## What you will do
Rename "house roof" as "rooftop" in the stretch from the line that contains "Would you please identify the sea" through the end of the records, and give those lines again with nothing else changed.

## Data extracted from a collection
+---+
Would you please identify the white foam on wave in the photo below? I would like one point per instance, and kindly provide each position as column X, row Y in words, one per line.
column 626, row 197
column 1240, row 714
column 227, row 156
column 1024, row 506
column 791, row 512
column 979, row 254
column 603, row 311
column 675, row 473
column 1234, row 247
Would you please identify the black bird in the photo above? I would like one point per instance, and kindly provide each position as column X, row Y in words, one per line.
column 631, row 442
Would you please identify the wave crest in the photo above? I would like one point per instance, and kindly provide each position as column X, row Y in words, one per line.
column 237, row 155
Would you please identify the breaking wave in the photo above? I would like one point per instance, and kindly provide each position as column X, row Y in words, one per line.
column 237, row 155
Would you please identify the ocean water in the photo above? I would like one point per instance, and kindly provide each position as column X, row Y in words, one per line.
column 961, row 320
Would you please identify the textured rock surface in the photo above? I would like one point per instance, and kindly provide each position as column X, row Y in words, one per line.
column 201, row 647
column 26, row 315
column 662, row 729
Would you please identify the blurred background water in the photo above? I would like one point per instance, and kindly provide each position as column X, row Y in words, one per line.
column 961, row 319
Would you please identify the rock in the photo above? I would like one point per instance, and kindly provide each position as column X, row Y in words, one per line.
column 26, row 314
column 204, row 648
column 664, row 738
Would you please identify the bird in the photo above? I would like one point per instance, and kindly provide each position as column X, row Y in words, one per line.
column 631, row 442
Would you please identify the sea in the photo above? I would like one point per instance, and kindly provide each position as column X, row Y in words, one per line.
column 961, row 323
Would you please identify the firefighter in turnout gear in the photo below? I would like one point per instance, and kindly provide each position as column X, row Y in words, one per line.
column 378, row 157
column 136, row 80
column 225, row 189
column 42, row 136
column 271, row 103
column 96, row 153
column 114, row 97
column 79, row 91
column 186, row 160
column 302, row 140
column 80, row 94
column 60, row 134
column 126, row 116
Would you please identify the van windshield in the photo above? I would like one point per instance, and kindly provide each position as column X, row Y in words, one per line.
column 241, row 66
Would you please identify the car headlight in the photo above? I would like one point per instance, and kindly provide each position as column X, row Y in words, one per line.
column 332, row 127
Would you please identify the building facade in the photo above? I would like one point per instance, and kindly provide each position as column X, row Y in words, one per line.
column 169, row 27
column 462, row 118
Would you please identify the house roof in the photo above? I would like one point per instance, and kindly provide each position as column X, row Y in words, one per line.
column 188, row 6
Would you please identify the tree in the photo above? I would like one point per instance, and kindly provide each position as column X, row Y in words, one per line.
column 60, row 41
+---+
## The solution
Would you please identify the sea in the photo above? I would like one point per instance, and kindly provide each position as column X, row Y in words, one per line.
column 961, row 323
Would you please identify the firefighter in turnout gear in the photo below? I would like one point per instance, and kindly provide each position as column X, row Y in words, one per line.
column 378, row 157
column 136, row 80
column 225, row 189
column 42, row 136
column 271, row 103
column 96, row 153
column 114, row 97
column 79, row 91
column 186, row 160
column 302, row 140
column 80, row 94
column 60, row 134
column 126, row 116
Would you please identify the van windshield in the photo above? I would like one point per instance, and kindly provide each position as column X, row Y in words, one per line.
column 241, row 66
Would you please identify the car headlight in the photo above? I would like one point per instance, and kindly provide each position as column X, row Y in words, one per line.
column 332, row 127
Would you please identify the building facade in the photo above? I would like one point per instance, and kindly provide each position as column X, row Y in words, one per line.
column 169, row 27
column 462, row 118
Would you please identify the rooftop in the photo above? I would like one point per instance, and kindly provide each position as column X, row Y in words, one per line.
column 188, row 6
Would you please identify the tree in the photo above? I would like one point per instance, and kindly provide each position as column X, row Y in words, one per line.
column 60, row 41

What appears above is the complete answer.